Activity ::
Please return every line in the following data that includes the string "dark".

_ _ _ _ _

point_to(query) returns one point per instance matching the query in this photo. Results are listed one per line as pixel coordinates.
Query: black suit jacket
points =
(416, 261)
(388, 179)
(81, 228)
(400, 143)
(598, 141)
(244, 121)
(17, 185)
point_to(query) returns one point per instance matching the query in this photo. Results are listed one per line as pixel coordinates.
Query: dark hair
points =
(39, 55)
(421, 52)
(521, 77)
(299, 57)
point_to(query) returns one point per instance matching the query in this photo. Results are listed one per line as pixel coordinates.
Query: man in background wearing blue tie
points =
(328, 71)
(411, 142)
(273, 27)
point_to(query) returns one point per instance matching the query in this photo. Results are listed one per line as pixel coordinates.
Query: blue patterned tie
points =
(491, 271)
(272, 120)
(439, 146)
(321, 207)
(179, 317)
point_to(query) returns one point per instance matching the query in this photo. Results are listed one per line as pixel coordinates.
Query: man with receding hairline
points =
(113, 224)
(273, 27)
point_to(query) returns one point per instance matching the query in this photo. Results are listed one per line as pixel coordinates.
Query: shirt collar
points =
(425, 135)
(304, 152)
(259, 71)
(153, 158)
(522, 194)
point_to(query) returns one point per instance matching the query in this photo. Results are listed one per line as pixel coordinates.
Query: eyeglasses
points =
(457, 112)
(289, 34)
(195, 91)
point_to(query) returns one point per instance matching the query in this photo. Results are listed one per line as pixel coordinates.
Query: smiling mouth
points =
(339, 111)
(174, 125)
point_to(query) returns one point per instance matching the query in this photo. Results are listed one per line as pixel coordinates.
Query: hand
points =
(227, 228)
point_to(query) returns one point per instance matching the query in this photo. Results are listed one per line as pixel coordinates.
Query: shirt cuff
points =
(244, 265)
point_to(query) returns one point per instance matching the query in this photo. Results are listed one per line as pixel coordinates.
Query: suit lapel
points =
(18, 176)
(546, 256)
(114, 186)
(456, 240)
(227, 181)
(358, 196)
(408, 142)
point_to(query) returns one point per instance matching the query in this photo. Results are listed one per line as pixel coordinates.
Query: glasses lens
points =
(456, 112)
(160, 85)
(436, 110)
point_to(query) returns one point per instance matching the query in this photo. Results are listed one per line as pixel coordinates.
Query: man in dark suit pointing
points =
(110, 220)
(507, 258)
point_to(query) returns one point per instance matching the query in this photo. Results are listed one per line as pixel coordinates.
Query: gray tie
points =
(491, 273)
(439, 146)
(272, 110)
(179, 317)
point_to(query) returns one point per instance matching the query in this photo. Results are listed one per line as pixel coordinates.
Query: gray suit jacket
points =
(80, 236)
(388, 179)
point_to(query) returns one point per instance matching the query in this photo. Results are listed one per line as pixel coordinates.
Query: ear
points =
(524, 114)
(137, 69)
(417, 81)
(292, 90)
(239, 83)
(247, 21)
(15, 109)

_ _ _ _ _

Completed task ::
Query: dark hair
Query: man in dark suit pointing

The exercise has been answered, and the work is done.